**Task description**
Count the lines below that contain "logo". Give only the number.

++++ Dataset excerpts

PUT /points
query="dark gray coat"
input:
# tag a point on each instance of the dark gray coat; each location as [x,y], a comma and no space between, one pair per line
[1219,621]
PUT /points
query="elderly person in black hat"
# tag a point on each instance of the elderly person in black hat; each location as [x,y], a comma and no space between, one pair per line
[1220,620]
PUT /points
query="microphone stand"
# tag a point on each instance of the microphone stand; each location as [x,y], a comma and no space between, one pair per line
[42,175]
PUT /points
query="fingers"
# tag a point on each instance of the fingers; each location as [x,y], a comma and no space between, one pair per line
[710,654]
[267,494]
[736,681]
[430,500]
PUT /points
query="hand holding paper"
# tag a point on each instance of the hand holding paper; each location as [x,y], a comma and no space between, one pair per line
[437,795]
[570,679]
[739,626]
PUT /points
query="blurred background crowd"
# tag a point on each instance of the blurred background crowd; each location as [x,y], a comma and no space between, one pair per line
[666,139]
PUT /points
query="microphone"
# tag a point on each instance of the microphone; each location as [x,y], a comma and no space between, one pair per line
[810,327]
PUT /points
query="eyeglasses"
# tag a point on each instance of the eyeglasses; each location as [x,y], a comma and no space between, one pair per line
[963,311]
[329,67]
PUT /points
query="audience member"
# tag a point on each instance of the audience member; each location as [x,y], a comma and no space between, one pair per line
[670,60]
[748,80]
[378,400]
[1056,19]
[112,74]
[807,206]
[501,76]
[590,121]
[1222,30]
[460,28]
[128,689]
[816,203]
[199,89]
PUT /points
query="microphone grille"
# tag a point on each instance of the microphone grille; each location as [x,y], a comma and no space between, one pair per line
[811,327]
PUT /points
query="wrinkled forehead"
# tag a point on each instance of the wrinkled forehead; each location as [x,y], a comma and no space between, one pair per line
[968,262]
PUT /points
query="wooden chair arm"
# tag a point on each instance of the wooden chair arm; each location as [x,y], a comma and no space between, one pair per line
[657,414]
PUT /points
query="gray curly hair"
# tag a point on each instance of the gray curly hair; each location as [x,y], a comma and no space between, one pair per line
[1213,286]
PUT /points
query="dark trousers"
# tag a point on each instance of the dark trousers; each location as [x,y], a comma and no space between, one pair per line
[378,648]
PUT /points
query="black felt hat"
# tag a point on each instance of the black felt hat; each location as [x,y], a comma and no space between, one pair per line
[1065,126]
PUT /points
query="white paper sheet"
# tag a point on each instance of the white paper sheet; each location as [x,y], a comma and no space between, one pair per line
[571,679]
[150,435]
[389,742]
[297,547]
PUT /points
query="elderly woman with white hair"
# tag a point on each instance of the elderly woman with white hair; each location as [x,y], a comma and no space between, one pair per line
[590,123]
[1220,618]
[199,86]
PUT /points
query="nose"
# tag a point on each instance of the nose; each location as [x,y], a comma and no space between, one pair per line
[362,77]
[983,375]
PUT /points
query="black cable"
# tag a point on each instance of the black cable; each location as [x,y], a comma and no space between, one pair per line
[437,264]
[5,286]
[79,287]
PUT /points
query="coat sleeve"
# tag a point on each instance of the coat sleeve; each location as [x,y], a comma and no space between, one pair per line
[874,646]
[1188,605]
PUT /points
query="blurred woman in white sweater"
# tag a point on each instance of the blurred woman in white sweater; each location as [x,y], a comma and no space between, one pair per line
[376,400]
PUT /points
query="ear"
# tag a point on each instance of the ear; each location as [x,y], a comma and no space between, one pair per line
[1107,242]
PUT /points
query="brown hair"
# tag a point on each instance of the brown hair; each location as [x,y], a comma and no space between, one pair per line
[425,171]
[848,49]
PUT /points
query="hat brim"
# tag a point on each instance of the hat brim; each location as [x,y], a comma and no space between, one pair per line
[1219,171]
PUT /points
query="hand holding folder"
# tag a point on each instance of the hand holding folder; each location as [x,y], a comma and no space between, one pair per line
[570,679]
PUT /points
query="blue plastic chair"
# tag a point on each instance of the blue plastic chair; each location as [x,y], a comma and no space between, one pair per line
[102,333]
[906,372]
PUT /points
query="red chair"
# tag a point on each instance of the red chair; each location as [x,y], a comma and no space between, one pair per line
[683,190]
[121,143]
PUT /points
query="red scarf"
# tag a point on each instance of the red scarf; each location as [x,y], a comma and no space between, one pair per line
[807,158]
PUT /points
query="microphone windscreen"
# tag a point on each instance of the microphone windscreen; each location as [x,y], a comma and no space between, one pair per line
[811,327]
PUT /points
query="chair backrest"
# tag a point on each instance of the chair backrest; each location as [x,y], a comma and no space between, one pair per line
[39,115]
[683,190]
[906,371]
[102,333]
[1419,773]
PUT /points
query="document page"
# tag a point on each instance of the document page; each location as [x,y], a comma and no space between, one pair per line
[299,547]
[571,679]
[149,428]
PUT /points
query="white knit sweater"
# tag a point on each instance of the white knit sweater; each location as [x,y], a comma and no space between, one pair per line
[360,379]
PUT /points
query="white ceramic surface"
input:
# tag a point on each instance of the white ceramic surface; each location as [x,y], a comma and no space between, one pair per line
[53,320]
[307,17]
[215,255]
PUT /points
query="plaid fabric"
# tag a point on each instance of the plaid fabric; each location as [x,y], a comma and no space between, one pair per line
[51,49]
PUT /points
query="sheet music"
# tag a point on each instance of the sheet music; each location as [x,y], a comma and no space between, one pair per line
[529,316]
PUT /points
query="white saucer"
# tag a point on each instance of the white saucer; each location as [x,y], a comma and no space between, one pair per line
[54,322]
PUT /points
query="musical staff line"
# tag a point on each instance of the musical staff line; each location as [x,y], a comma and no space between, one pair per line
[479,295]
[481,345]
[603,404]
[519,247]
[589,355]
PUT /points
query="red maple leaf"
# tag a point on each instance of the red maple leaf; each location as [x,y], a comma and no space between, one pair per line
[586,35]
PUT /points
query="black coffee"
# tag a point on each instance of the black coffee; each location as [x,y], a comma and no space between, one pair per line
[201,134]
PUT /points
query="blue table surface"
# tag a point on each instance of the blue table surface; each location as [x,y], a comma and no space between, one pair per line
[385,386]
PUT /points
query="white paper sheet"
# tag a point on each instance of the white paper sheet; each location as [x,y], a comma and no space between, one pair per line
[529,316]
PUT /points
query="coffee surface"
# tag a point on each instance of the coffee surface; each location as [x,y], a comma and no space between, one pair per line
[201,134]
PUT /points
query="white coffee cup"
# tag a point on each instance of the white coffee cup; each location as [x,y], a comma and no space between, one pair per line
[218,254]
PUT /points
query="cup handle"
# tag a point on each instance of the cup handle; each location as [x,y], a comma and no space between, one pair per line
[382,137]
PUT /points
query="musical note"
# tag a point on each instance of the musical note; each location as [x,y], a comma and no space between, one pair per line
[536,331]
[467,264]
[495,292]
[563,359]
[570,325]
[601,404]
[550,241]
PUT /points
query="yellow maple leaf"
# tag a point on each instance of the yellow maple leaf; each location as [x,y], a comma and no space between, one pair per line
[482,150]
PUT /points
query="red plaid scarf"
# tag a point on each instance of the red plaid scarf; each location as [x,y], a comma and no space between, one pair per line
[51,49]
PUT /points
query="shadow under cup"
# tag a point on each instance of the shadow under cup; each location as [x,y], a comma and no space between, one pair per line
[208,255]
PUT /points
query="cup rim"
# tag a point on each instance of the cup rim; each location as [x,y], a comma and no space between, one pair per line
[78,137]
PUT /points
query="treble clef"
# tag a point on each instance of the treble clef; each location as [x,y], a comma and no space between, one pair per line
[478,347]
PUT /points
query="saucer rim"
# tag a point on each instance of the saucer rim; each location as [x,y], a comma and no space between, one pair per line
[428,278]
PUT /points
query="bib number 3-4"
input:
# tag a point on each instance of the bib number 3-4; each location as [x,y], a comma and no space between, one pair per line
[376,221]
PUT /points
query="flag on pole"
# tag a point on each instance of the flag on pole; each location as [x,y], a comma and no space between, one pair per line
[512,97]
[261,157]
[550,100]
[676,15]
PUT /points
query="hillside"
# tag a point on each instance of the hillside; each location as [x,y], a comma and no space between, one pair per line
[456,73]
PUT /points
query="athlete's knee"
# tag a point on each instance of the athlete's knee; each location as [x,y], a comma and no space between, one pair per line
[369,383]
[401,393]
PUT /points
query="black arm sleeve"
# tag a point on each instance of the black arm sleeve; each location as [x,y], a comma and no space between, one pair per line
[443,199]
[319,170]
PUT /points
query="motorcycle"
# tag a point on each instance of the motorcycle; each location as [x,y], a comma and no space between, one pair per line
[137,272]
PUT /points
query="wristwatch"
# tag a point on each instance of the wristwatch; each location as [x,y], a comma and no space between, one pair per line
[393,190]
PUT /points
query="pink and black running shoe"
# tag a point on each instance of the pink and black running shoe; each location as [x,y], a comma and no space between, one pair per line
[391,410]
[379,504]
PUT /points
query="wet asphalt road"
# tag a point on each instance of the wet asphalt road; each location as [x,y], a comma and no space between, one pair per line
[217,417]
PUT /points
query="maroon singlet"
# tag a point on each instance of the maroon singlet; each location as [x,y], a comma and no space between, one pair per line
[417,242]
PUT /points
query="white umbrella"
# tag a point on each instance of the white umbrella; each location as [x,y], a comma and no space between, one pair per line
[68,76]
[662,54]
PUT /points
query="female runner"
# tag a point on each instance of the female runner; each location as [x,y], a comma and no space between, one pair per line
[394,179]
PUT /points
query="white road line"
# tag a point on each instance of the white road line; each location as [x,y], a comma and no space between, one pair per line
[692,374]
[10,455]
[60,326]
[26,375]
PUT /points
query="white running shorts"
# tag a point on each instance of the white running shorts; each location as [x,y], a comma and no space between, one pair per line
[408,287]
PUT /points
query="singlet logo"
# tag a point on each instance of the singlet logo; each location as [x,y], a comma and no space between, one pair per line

++++++++

**Exercise answer**
2